▶ [Provided information]:
★ ★ ★ ★

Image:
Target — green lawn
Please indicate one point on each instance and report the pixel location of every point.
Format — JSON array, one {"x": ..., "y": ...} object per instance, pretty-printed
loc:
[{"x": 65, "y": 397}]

★ ★ ★ ★

▶ [Aim]: Transcribe the material above line by line, keeping every character unchanged.

▶ [Answer to the problem]:
Image:
Target — green lawn
Please indicate one point on each instance and report the pixel location of every point.
Format — JSON array, one {"x": ..., "y": ...} object per instance, pretty-printed
loc:
[{"x": 65, "y": 397}]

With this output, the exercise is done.